- _What is asked_:
A) Can you condense the paragraph in the passage on Cambridge's history that begins "There already existed a university in Oxford" into a short bulleted list of its main facts?
B) How would you carry on the passage on Cambridge's history, writing the next part after its final sentence?

- _Passage to read_:
^^^^^^^^

Nurturing excellence

Christopher Wood said: ‘An Oxford man walks down the street and thinks that he owns it, a Cambridge man doesn’t give a toss who owns it’.

In the year 2009 AD, the University of Cambridge celebrated its birthday. What was so special about it? Well, it happened to be the 800th birthday of that venerable institution. How many organisations can today claim a lifespan that long and that too with an exceptionally bright academic and scholastic record of achievements? But the beginning of this institution was by no means in benign circumstances.

There already existed a university in Oxford. But, in 1209, the dominant issue involving the town and gown was: Who had the greater power, the King or the Pope? The issue that crystallised the question was: Who could appoint the Archbishop of Canterbury — King John of England or Pope Innocent III in the Vatican? The town was for the King, whereas many scholars in the university thought otherwise. Such issues often led to violence. Earlier, in 1170, Thomas Becket had been assassinated on the order of King Henry II, the father of King John. Fear of persecution and death prompted the dissenting scholars to quit Oxford and seek safer environment, which they found in Cambridge. There, in 1209, they founded another university. In 1231, King Henry III granted charter to both Oxford and Cambridge which exempted them from taxes. Two years after that a Bull from Pope Gregory IX gave their graduates the right to teach everywhere. Thus the fledgling universities found support both from the King and the Pope.
A look at the long history of eight centuries shows that Cambridge went through periods of controversies both religious and secular. Discussion and arguments were not uncommon when proposals for introducing new topics for teaching were introduced. The appointment of salaried professors who taught certain scholarly subjects in the 15th century led to conflicts between the Regent Masters who had till then been in the administrative driving seats.
It was against this background that King Henry VIII initiated his rebellion against the Pope by eliciting help from some “radicals” from Cambridge like Edward Foxe, the Provost of King’s College. (It is interesting that even today King’s College has the reputation for radical views.) Foxe, however, was outshone by his colleague Edward Cranmer who initiated many religious reforms as the first protestant Archbishop of Canterbury. Unfortunately, after Henry VIII and Edward VI, the ruler was the catholic Queen Mary. During her short reign, death sentences were handed out to reformers like Cranmer and his colleagues.

^^^^^^^^

- _Excerpt from a dataset_:

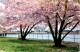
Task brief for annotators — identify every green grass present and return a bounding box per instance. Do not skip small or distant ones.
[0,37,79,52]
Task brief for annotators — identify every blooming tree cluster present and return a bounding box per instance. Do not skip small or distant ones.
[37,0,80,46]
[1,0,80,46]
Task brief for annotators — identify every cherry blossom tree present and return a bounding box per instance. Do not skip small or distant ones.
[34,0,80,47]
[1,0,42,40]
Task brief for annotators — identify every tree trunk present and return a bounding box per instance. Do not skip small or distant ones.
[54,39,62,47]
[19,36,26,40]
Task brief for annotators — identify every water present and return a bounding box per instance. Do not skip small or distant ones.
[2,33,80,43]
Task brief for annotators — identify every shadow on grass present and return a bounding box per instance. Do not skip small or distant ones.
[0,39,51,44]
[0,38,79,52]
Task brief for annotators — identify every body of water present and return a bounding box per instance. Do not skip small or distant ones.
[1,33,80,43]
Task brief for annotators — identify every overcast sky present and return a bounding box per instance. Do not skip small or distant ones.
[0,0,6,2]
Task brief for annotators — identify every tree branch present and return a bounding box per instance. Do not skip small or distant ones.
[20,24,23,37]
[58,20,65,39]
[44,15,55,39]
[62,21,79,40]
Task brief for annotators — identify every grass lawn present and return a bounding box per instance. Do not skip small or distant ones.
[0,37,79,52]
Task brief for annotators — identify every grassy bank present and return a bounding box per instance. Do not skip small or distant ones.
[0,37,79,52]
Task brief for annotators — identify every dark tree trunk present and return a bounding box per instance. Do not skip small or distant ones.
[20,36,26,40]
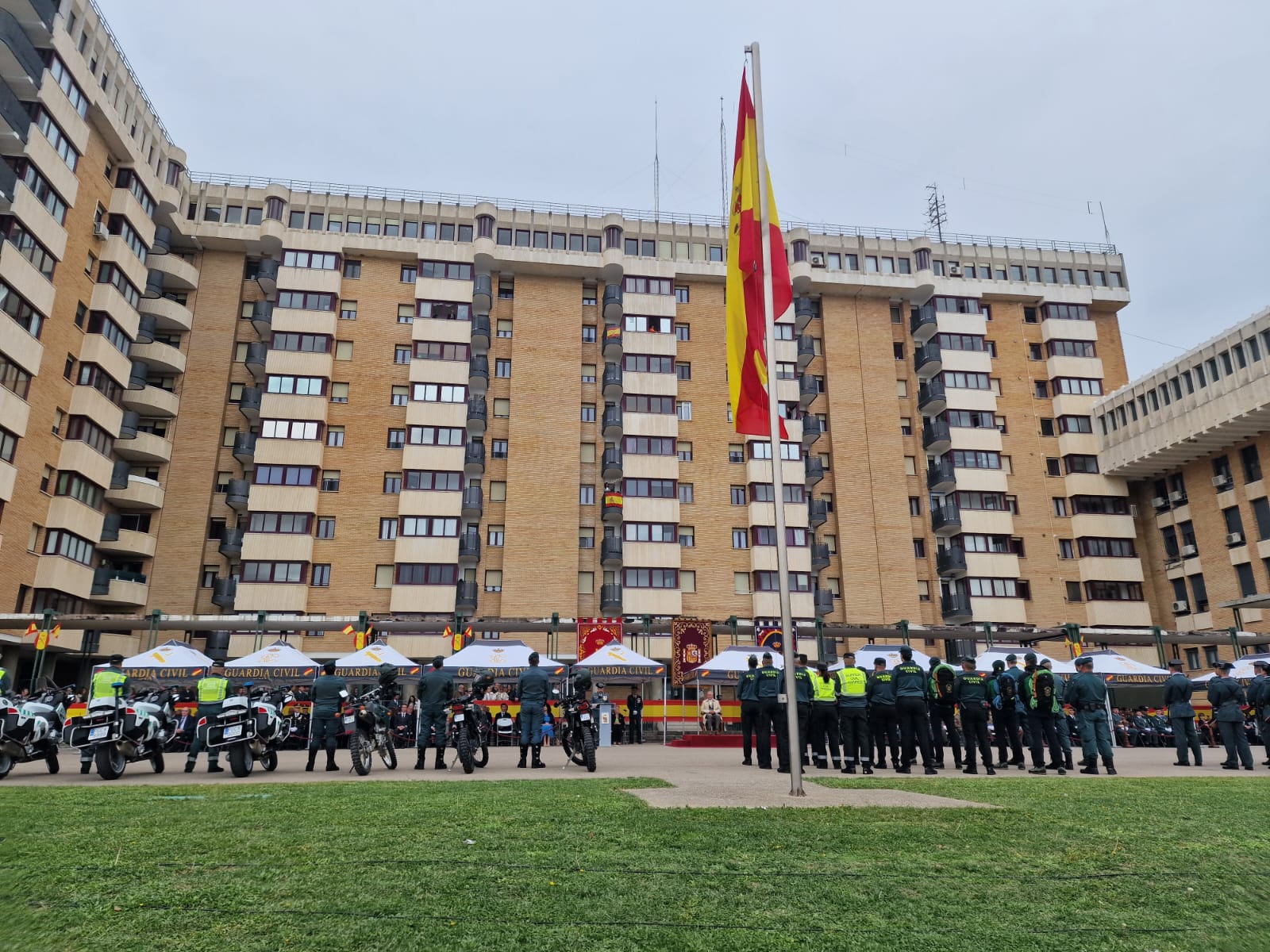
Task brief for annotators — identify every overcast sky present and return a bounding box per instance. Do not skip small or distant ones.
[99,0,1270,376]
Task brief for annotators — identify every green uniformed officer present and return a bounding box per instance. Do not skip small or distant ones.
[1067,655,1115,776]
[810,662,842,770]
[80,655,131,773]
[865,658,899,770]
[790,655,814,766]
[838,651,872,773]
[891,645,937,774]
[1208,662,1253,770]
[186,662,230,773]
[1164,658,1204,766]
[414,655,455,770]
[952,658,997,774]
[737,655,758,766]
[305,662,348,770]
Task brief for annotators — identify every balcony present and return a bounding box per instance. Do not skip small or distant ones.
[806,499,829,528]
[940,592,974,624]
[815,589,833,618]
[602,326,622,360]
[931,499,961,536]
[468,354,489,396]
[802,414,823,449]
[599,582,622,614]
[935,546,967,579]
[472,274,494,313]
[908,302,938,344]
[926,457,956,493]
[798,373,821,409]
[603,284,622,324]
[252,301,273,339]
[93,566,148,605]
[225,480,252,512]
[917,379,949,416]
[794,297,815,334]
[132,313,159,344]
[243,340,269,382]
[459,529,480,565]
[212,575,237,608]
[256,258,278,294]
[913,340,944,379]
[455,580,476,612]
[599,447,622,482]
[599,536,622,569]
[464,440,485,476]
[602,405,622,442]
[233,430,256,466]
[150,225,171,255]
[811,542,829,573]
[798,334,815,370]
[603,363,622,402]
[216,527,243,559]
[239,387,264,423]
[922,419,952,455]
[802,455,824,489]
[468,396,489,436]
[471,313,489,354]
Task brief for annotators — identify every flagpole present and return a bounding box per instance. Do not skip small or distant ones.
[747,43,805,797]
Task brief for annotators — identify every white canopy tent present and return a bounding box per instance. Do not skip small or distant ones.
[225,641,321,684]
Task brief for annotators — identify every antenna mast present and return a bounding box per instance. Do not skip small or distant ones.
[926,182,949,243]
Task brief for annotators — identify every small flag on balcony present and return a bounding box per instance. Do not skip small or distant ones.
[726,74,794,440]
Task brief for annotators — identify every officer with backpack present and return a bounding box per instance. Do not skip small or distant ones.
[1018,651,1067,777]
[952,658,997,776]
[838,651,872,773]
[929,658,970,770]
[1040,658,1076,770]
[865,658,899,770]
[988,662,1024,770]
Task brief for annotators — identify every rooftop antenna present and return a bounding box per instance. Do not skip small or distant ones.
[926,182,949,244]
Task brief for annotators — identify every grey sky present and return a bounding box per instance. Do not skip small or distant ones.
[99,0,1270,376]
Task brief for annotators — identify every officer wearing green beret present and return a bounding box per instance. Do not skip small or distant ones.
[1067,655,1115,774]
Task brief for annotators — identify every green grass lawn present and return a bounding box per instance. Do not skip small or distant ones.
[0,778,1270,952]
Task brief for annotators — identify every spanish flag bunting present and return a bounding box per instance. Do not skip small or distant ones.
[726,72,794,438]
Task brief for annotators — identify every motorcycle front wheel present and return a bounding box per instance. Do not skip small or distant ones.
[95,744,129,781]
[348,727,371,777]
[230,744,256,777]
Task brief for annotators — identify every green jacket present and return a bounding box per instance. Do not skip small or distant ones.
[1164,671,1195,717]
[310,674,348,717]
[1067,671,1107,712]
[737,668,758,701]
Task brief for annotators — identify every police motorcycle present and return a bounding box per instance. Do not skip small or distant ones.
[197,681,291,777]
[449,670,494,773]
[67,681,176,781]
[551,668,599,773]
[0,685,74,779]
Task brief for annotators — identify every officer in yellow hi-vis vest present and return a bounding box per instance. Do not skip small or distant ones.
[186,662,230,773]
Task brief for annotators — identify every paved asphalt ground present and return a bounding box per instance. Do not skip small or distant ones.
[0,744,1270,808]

^^^^^^^^

- _Responses to the tasks_:
A)
- In 1209 the key dispute between town and gown in Oxford was whether the King or the Pope held greater power, focused on who could appoint the Archbishop of Canterbury: King John or Pope Innocent III.
- The town sided with the King, while many university scholars disagreed, and such disputes often turned violent.
- Thomas Becket had been assassinated in 1170 on the order of Henry II, King John's father.
- Fearing persecution and death, dissenting scholars left Oxford for Cambridge and founded a university there in 1209.
- In 1231 Henry III granted both Oxford and Cambridge a charter exempting them from taxes.
- Two years later a Bull from Pope Gregory IX gave their graduates the right to teach everywhere, so the new universities had support from both King and Pope.

B)
The tussle against the monarch continued and Queen Elizabeth imposed new statutes to curtail or limit the powers of academics and raise those of College Masters (the Cambridge word for “Principals”). These controversies finally led to the Civil War in which Oliver Cromwell, the Cambridge Member of Parliament, defeated King Charles I. The King was beheaded and there was a short period of anti-royal feeling in the country. Amongst the supporters of the anti-royal feeling, one may mention John Milton the poet and John Wilkins, the Founder of the Royal Society.
Isaac Newton’s work heralded a new era when science stepped in. Natural philosophy, as the new discipline was called, described man’s attempt to solve the riddles of nature. This opened out the field in which Cambridge has always been amongst the leaders. The number of Nobel Laureates from the university (including those who had a Cambridge connection, like a degree or fellowship), is 89 since 1904, the highest amongst all institutions.
But historically, the university has had friendly rivalry in sports as well as in other fields with Oxford. Cambridge has done better in science whereas Oxford has excelled in the humanities and politics. Oxford can rattle off names of alumni who became famous as British Prime Ministers, whereas Cambridge can read off its list of scientists. As expressed by the author Christopher Wood: “An Oxford man walks down the street and thinks that he owns it, a Cambridge man walks down the street and doesn’t give a toss who owns it”.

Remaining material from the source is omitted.